Do this:
Please copy out the forum thread about Escoffier's cooking guide word for word, from its title to its final post.

Excerpt:
· · · · · · ·
# Escoffier: La Guide de Culinaire



## shawtycat (Feb 6, 2002)

Just wanna know if anyone has it and is it the bible that many chefs think it is.

Its also called : Escoffier The complete guide to modern cookery

Thanks Guys


----------



## fodigger (Jul 2, 2001)

I have it. Is it the Bible of cook books? Probably one of them. I think that EVERY cook, chef or those who aspire to be should have that one, The Larouse Gastromenic(sp) and the meat buyers guide. There are probably more that are necessary but I've found these three suit me well. Just my opinion though.


----------



## mirepoix man (Jan 26, 2002)

Think of both La Guide Culinaire and Larousse Gastronomique as cooking encyclopedias full of classical references. Along those lines you might want to consider Le Repetoire de la Cuisine as well as Herring's Dictionary of Classical and Modern Cookery. Remember..you can never have enough reference books!!


----------



## shawtycat (Feb 6, 2002)

I keep hearing about Harold McGee's On Cooking: The Science and Lore of the Kitchen? Is this book good for reference too?


----------



## kokopuffs (Aug 4, 2000)

A salesperson told me that McGee is Shirley Corriher's mentor and that his book is a "must". I plan to get it soon.


----------



## mudbug (Dec 30, 1999)

ShawtyCat,

If you search (upper right hand corner of your screen) for "Escoffier" you'll find there are 60 different threads (topics) which refer to Escoffier. Browse them and you'll find a wealth of input.

kokopuffs,

Yes, you're referring to *Cookwise* it's a wonderful addition, there are also many references to Shirley Corriher's book  here at Cheftalk.
· · · · · · ·
[Data drawn from a collection]

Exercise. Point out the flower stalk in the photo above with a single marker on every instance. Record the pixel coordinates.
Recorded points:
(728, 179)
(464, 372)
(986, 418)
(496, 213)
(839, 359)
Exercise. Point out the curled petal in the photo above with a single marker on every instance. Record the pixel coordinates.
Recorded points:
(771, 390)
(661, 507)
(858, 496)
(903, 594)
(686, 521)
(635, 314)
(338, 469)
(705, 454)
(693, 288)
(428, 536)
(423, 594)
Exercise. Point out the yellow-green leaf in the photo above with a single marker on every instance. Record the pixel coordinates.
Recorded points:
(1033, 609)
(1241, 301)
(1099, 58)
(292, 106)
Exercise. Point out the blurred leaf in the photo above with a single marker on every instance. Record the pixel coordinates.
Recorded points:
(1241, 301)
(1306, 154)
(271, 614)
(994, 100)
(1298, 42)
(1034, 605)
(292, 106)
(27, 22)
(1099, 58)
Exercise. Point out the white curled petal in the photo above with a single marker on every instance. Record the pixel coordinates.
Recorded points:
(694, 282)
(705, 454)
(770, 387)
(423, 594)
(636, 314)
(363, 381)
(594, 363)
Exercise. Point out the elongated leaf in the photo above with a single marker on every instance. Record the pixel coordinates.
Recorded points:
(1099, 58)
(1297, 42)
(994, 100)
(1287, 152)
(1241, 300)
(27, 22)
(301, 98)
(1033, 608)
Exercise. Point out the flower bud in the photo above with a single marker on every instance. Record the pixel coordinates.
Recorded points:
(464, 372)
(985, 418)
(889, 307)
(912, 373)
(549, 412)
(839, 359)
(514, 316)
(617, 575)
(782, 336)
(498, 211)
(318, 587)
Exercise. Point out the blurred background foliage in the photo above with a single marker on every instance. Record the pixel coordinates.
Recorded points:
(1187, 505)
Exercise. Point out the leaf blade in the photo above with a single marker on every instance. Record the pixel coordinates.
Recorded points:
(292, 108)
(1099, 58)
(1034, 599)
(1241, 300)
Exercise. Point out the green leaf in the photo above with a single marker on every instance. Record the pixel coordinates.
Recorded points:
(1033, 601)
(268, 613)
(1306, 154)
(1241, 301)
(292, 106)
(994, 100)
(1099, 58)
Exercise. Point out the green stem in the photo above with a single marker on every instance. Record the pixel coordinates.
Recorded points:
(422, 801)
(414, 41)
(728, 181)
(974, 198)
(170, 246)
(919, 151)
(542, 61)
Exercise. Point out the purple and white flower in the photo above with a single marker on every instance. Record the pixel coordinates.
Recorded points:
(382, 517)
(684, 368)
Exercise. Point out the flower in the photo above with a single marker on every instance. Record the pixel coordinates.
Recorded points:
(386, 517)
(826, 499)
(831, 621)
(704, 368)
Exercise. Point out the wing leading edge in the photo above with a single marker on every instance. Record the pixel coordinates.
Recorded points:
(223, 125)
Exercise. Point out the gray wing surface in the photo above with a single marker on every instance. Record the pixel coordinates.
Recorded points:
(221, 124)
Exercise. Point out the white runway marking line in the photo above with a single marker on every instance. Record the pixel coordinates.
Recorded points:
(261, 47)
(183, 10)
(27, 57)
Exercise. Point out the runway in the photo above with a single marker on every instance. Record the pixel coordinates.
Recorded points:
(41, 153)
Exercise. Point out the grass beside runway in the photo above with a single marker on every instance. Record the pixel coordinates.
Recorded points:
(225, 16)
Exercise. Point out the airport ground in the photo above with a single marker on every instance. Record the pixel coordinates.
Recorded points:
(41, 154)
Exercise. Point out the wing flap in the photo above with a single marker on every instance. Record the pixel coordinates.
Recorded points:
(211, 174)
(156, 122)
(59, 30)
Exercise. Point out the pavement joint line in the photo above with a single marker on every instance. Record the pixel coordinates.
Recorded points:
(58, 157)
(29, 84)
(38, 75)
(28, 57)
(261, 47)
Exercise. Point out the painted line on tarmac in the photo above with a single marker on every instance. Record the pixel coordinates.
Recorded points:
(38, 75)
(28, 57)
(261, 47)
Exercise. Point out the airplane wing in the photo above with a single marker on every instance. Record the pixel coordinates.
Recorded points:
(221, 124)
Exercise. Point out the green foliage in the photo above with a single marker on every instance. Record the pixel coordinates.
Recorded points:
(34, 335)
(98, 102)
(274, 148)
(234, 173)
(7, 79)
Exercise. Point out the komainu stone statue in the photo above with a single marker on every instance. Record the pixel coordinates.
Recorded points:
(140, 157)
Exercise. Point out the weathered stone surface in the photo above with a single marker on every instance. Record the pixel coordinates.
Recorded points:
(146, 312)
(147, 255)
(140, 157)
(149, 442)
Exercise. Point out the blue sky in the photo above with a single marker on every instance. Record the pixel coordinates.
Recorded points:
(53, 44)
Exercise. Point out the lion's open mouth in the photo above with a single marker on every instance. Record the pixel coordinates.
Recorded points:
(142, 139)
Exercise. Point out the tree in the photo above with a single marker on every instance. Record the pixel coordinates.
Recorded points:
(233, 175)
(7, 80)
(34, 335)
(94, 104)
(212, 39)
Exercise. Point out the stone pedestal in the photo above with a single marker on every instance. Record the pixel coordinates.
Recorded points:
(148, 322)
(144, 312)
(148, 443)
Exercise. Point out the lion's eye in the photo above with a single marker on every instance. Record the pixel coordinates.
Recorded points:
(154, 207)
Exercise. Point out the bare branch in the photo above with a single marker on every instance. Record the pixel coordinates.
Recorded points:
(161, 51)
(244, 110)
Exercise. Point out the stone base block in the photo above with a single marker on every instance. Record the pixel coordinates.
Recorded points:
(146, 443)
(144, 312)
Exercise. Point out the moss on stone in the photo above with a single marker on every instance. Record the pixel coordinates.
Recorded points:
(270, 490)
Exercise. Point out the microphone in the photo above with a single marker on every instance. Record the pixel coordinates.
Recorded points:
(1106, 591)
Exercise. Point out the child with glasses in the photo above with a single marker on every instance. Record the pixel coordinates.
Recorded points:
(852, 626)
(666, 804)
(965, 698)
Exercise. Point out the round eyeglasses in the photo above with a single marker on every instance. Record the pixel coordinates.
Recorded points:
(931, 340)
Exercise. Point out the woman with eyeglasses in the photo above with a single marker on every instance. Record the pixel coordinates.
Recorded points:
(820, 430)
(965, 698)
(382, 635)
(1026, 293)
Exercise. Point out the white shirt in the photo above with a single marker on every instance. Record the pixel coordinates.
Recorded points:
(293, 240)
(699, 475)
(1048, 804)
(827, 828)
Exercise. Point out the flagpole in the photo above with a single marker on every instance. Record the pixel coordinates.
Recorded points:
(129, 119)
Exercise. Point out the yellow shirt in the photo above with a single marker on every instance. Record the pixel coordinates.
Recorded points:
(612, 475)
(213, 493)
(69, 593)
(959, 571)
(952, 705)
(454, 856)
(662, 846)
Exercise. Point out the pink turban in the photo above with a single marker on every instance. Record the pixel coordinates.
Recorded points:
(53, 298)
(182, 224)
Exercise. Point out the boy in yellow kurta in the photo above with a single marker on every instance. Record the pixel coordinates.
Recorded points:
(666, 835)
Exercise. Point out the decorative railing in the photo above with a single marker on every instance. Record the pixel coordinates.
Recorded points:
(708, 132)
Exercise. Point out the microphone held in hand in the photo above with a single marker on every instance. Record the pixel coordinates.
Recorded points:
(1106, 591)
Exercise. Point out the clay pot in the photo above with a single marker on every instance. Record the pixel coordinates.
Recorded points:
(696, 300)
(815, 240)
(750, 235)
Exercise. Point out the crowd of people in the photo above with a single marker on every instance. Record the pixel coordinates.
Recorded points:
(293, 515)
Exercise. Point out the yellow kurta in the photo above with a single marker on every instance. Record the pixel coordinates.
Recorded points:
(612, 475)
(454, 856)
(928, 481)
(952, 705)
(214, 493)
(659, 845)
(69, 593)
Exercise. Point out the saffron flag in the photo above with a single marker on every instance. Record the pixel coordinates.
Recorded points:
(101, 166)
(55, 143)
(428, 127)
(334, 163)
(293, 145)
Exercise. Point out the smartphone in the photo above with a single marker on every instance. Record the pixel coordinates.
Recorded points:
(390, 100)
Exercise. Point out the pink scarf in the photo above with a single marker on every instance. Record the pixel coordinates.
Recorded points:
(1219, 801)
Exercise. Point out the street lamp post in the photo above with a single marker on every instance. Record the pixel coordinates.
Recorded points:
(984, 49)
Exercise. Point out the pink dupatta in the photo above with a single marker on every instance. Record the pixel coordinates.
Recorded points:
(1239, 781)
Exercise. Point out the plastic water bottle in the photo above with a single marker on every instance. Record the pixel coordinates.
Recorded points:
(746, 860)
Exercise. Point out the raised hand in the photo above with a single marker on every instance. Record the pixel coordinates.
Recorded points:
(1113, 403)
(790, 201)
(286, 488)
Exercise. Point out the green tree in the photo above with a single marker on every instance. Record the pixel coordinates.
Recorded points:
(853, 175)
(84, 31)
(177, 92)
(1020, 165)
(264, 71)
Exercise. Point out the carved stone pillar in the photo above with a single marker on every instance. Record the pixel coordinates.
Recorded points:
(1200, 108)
· · · · · · ·
Output for this exercise:
# Escoffier: La Guide de Culinaire



## shawtycat (Feb 6, 2002)

Just wanna know if anyone has it and is it the bible that many chefs think it is.

Its also called : Escoffier The complete guide to modern cookery

Thanks Guys


----------



## fodigger (Jul 2, 2001)

I have it. Is it the Bible of cook books? Probably one of them. I think that EVERY cook, chef or those who aspire to be should have that one, The Larouse Gastromenic(sp) and the meat buyers guide. There are probably more that are necessary but I've found these three suit me well. Just my opinion though.


----------



## mirepoix man (Jan 26, 2002)

Think of both La Guide Culinaire and Larousse Gastronomique as cooking encyclopedias full of classical references. Along those lines you might want to consider Le Repetoire de la Cuisine as well as Herring's Dictionary of Classical and Modern Cookery. Remember..you can never have enough reference books!!


----------



## shawtycat (Feb 6, 2002)

I keep hearing about Harold McGee's On Cooking: The Science and Lore of the Kitchen? Is this book good for reference too?


----------



## kokopuffs (Aug 4, 2000)

A salesperson told me that McGee is Shirley Corriher's mentor and that his book is a "must". I plan to get it soon.


----------



## mudbug (Dec 30, 1999)

ShawtyCat,

If you search (upper right hand corner of your screen) for "Escoffier" you'll find there are 60 different threads (topics) which refer to Escoffier. Browse them and you'll find a wealth of input.

kokopuffs,

Yes, you're referring to *Cookwise* it's a wonderful addition, there are also many references to Shirley Corriher's book  here at Cheftalk.